**RECORDS FOR THE EXERCISE:**
══════

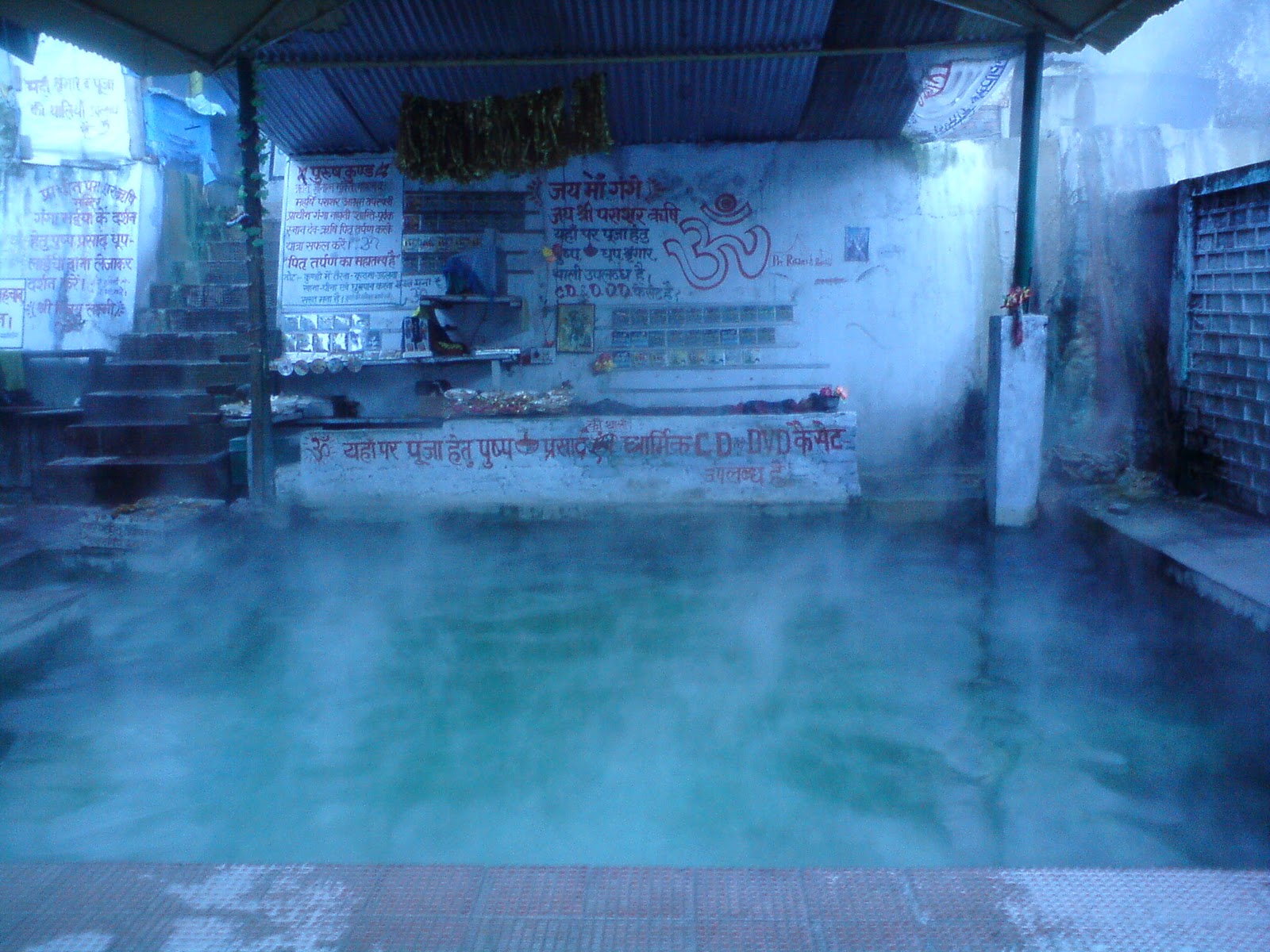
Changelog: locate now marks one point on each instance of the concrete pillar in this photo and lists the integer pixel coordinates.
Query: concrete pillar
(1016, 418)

══════

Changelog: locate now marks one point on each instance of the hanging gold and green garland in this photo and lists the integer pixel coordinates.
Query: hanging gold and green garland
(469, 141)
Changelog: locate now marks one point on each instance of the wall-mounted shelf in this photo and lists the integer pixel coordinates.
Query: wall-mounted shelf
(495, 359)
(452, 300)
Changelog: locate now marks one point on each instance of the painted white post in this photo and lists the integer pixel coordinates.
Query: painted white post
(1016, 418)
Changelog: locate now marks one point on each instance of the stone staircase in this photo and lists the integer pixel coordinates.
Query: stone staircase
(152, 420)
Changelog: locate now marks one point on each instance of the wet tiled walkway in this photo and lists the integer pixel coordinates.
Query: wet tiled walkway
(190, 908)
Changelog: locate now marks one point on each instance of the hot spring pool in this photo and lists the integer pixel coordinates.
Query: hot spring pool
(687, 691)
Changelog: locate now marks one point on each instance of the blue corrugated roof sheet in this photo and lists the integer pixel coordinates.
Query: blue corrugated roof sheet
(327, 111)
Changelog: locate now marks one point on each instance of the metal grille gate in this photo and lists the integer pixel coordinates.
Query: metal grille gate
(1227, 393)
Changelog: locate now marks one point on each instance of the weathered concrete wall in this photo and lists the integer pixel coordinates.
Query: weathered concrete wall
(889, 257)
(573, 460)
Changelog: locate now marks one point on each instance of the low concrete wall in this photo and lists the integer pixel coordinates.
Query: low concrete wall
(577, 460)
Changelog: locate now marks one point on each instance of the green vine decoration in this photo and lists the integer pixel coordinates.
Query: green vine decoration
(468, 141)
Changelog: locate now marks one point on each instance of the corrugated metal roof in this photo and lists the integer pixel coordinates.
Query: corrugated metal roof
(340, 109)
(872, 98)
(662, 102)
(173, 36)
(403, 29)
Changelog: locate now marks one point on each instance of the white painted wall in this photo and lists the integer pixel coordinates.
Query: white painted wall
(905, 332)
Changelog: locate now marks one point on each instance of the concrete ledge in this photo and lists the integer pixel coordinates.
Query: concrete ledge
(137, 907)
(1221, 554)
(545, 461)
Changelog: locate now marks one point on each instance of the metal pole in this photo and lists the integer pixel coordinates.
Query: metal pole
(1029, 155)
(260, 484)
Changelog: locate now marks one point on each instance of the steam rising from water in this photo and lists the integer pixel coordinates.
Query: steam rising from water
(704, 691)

══════

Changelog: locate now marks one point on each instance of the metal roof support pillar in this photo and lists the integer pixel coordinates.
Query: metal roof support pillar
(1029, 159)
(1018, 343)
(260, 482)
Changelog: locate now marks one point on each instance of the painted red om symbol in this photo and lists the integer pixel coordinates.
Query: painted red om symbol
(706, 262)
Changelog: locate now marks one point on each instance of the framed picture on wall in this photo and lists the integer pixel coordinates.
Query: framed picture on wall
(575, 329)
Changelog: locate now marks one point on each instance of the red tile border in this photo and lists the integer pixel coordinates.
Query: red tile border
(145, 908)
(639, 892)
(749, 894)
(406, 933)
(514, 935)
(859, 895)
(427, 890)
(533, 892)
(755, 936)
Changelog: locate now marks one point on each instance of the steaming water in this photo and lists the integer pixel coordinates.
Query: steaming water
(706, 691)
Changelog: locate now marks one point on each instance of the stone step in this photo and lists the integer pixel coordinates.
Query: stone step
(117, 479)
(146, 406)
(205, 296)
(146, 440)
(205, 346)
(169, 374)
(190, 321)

══════

What you return must be an exact retyping of the lines above starting at the line with "of the framed" and ending at the line with "the red tile", and nothing besides.

**ANSWER SECTION:**
Changelog: locate now marks one point on each instance of the framed picture on wall in this photo and lists the integer pixel coordinates.
Query: framed picture on wall
(575, 329)
Changelog: locate now marks one point on each instance of the red tile border in this photo and lists the integer pixel coordinates.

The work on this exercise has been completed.